Without the pictures, print each of the records below exactly as it appears.

-------- The records --------

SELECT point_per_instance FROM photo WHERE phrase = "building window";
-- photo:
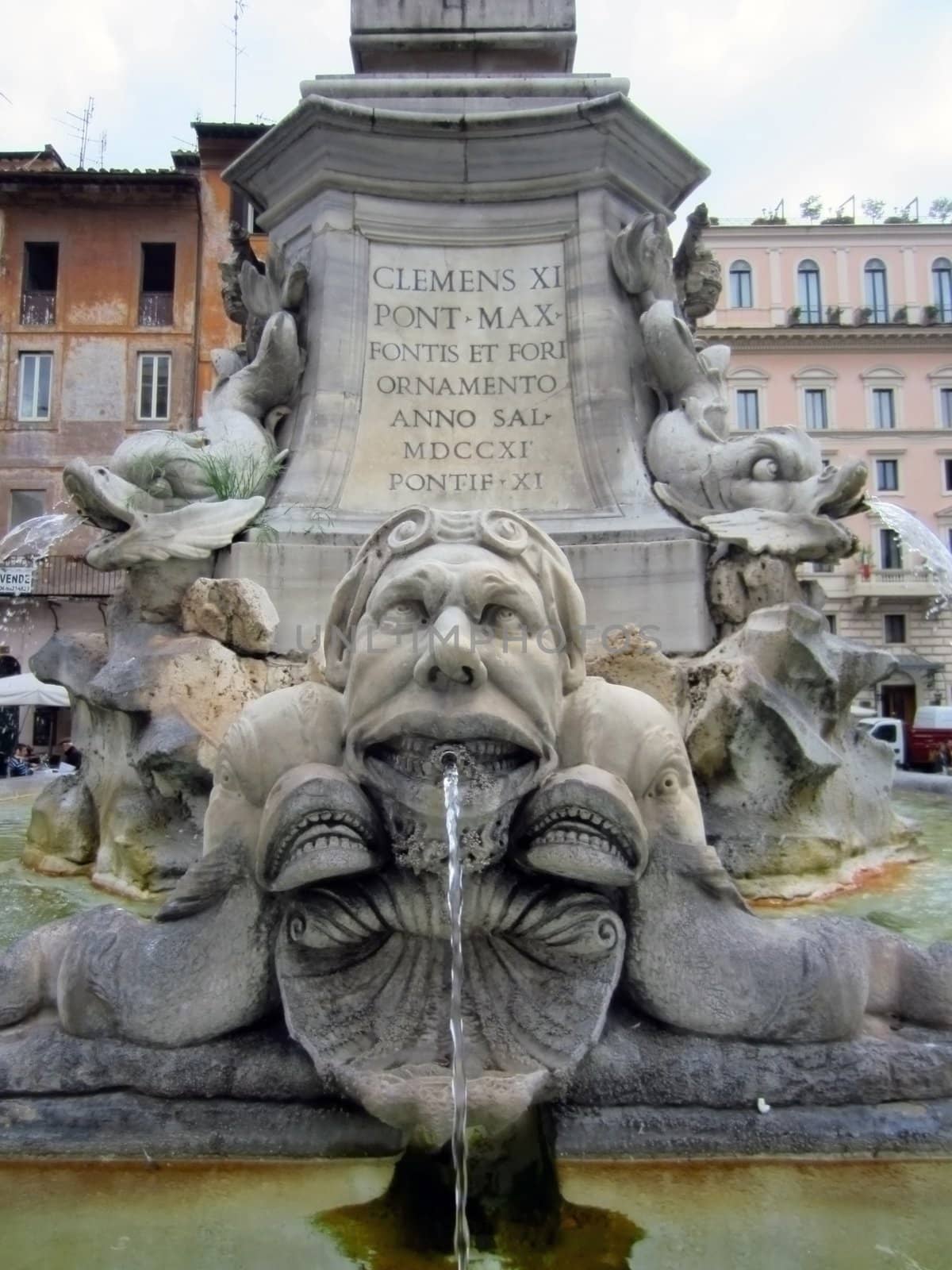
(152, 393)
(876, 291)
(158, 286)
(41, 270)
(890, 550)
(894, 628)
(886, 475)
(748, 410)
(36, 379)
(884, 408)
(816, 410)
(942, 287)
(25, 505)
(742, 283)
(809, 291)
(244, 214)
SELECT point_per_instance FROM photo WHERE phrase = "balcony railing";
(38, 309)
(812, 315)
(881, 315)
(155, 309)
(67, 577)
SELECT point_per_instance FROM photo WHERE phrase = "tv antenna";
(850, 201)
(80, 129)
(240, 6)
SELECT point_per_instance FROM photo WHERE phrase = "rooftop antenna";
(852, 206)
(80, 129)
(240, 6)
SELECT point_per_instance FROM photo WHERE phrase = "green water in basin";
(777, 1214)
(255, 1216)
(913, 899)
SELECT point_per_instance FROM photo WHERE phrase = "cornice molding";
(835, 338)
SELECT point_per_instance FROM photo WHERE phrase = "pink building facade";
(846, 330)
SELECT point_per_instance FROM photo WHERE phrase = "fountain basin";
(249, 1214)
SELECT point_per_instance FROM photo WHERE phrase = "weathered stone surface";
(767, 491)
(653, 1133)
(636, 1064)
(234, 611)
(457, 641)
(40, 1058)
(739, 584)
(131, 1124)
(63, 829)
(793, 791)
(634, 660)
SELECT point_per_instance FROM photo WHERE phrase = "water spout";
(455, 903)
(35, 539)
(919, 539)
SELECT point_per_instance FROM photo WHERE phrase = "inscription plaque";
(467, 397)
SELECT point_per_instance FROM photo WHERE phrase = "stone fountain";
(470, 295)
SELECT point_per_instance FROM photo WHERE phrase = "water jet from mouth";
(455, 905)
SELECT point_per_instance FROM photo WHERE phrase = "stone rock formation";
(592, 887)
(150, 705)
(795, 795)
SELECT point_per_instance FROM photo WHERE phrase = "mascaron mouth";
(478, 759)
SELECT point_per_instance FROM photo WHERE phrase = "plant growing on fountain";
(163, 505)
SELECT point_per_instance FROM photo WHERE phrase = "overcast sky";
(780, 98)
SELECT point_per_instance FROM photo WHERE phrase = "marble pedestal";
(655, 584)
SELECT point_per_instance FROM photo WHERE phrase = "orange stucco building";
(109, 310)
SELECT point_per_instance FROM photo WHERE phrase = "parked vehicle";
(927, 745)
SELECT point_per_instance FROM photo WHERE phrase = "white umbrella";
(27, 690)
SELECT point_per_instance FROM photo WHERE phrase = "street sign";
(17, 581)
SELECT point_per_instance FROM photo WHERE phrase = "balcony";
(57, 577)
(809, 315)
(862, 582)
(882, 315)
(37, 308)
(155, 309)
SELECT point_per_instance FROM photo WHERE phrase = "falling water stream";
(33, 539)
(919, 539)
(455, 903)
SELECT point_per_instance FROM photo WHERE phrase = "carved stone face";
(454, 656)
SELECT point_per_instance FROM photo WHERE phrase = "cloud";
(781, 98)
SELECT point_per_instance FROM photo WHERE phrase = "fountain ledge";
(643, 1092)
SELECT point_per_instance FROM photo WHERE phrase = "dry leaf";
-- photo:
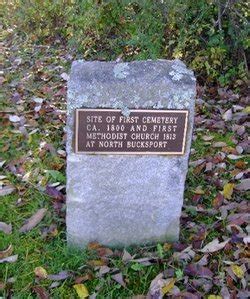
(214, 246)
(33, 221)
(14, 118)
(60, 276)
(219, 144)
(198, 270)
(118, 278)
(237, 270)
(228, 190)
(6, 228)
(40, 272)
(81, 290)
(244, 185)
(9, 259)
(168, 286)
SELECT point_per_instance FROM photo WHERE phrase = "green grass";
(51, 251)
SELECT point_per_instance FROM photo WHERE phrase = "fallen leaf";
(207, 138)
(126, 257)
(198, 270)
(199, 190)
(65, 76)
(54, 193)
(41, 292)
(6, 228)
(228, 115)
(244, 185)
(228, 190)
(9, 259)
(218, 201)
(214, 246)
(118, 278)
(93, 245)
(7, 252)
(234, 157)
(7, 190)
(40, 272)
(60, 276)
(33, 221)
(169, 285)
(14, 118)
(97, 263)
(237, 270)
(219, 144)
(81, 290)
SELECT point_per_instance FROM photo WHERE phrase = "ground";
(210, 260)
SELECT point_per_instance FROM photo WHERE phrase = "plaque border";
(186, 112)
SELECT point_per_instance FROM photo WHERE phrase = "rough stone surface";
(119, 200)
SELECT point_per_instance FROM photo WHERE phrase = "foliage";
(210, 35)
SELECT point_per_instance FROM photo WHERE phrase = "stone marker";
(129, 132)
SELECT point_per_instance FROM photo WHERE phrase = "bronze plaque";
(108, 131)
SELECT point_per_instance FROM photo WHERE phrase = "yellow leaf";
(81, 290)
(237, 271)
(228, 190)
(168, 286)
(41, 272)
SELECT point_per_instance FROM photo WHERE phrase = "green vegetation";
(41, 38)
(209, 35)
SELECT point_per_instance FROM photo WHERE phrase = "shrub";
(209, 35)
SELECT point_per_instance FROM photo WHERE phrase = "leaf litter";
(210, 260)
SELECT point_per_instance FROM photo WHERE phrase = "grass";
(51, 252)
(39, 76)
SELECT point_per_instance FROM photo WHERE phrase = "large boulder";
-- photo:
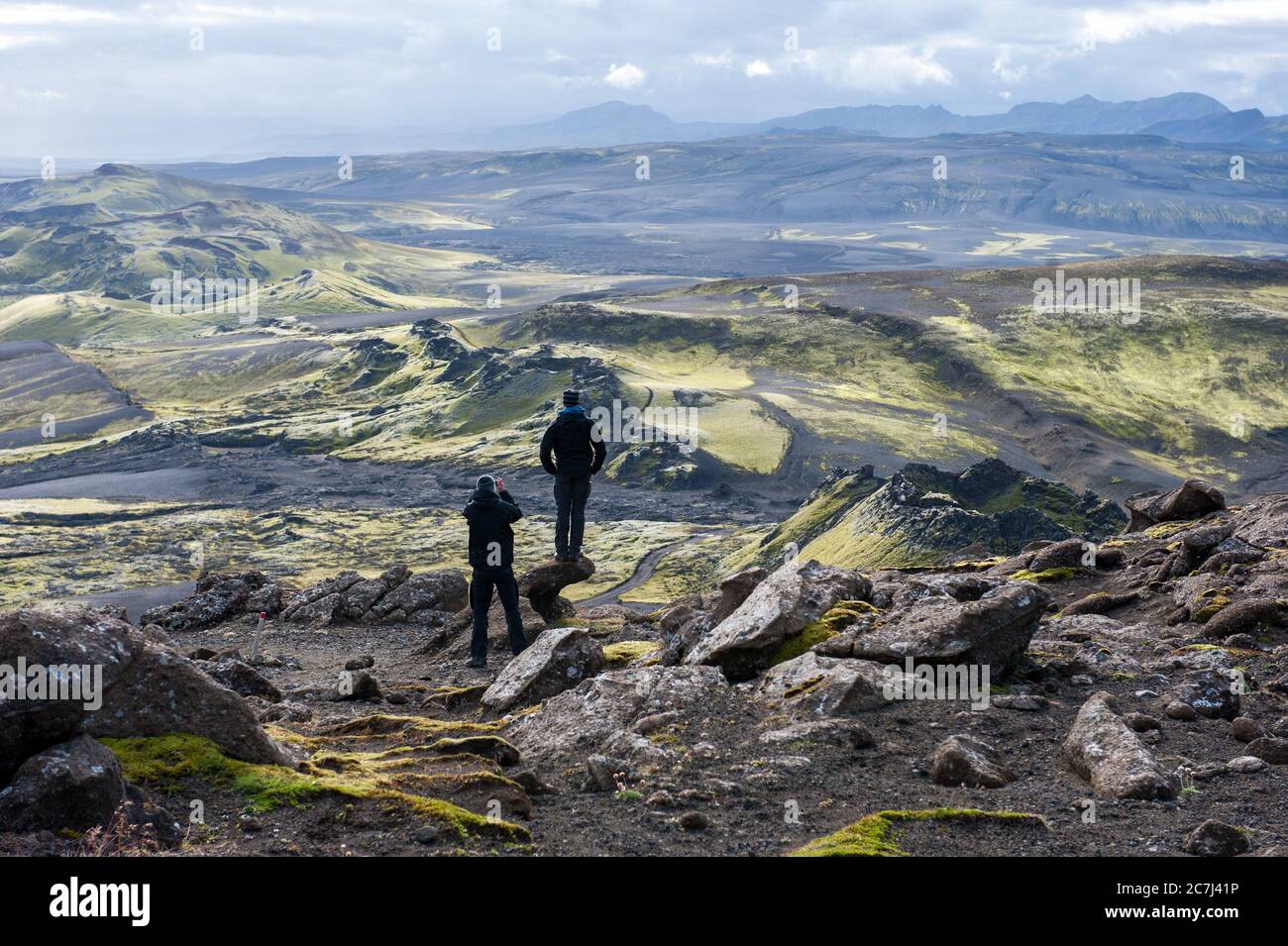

--------

▶ _Correct output_:
SELECT point_per_instance FROM photo WHERE phrase = "building window";
-- photo:
(152, 393)
(876, 291)
(158, 286)
(41, 270)
(890, 550)
(894, 628)
(886, 475)
(748, 410)
(36, 379)
(884, 408)
(816, 410)
(942, 287)
(25, 505)
(742, 283)
(809, 291)
(244, 214)
SELECT point_per_instance FROM photo WHERE phrase = "balcony railing";
(38, 309)
(812, 315)
(881, 315)
(155, 309)
(67, 577)
SELECT point_per_instance FROM photo WHERE phrase = "tv antenna";
(850, 201)
(80, 129)
(240, 6)
SELECT point_per_instance FROM photo WHERE phrase = "rooftop antenna";
(852, 206)
(80, 129)
(240, 6)
SELECT point_per_instance FROM photo WHERE phrase = "green water in basin";
(777, 1214)
(255, 1216)
(913, 899)
SELECT point_per_instance FROM photo WHERE phrase = "cornice molding";
(835, 338)
SELECT point_per_instance FROM photo WHERE phrase = "pink building facade";
(846, 330)
SELECT point_per_instance FROM photo WHERE phrase = "fountain basin";
(249, 1214)
SELECT point_per_instance FROM photo WHERE phrase = "weathered stone surface";
(767, 491)
(653, 1133)
(636, 1064)
(234, 611)
(457, 641)
(40, 1058)
(739, 584)
(131, 1124)
(63, 829)
(793, 791)
(634, 660)
SELECT point_per_instance FROM photo WHERE phrase = "water spout";
(455, 903)
(35, 539)
(919, 539)
SELECT point_per_instance FROM photo WHERE phrase = "inscription plaque";
(467, 397)
SELECT point_per_instance FROM photo WHERE phrase = "stone fountain";
(470, 295)
SELECT point_per_instance FROM photo WHERE phrase = "water jet from mouth";
(455, 905)
SELECT point_per_instance FROM photo WHERE phrase = "stone rock formation";
(592, 887)
(150, 705)
(795, 795)
SELECT point_per_instance FROM photo WHERE phrase = "mascaron mouth";
(478, 759)
SELECT point_per_instance FROM photo WHERE phrase = "plant growing on fountain";
(163, 505)
SELECT point_per_instance FROM photo WHERE phrase = "overcast sky";
(780, 98)
SELECT point_per_instance FROM photo WHERE phrase = "marble pedestal";
(655, 584)
SELECT point_per_instance FROM photo WHERE phrase = "orange stucco building";
(109, 310)
SELECT point_per_instance FROM photo WHERE phrase = "parked vehicle";
(927, 745)
SELECT point_per_instance FROM photo WHERE phrase = "white umbrella";
(27, 690)
SELECT point_per_instance FROM photo WHERE phrase = "street sign";
(17, 581)
SELECT point_per_instance FROM photo WHERE phrase = "balcony";
(57, 577)
(809, 315)
(862, 582)
(882, 315)
(37, 308)
(155, 309)
SELECT point_per_instance FROM photo WHERE phrase = "falling water stream";
(33, 539)
(919, 539)
(455, 903)
SELECT point_per_instance FROM photo WHERE phrase = "carved stone face";
(454, 656)
SELECT point_per_instance FROM photo WHERE phrase = "cloud";
(781, 98)
SELECT point_per_instance FROM photo WHERE phrase = "fountain ledge";
(643, 1092)
SELECT point_per_instance FROM photo WHERE phrase = "dry leaf";
-- photo:
(214, 246)
(33, 221)
(14, 118)
(60, 276)
(219, 144)
(198, 270)
(118, 278)
(237, 270)
(228, 190)
(6, 228)
(40, 272)
(81, 290)
(244, 185)
(9, 259)
(168, 286)
SELECT point_per_instance FROM photo WHERE phrase = "green grass";
(51, 251)
SELECT point_per_instance FROM photo WHERE phrase = "fallen leaf";
(207, 138)
(126, 257)
(198, 270)
(199, 190)
(65, 76)
(54, 193)
(41, 292)
(6, 228)
(228, 115)
(244, 185)
(228, 190)
(9, 259)
(218, 201)
(214, 246)
(118, 278)
(93, 245)
(7, 252)
(234, 157)
(7, 190)
(40, 272)
(60, 276)
(33, 221)
(169, 285)
(14, 118)
(97, 263)
(237, 270)
(219, 144)
(81, 290)
SELECT point_per_instance FROM photo WHERE phrase = "ground";
(210, 260)
SELECT point_per_instance FROM photo WHERE phrase = "plaque border";
(186, 112)
SELECT point_per_instance FROM photo WHERE phrase = "rough stone surface";
(119, 200)
SELECT point_per_instance FROM photo WHERE phrase = "foliage";
(210, 35)
SELECT point_per_instance FROM photo WHERE phrase = "stone marker";
(129, 132)
SELECT point_per_instance FROM photo WHERE phrase = "bronze plaque";
(108, 131)
SELECT point_per_instance FROM photo WHERE phrase = "yellow leaf";
(81, 290)
(237, 271)
(228, 190)
(168, 286)
(41, 272)
SELECT point_per_instance FROM photo WHERE phrase = "green vegetation";
(41, 38)
(209, 35)
SELECT point_per_instance FROM photo WHERE phrase = "shrub";
(209, 35)
SELECT point_per_instance FROM photo WHERE phrase = "leaf litter";
(210, 260)
SELECT point_per_instance FROM photo WHERE phrase = "grass";
(51, 252)
(39, 76)
SELECT point_per_instance FROM photo WHERE phrase = "large boulder";
-- photo:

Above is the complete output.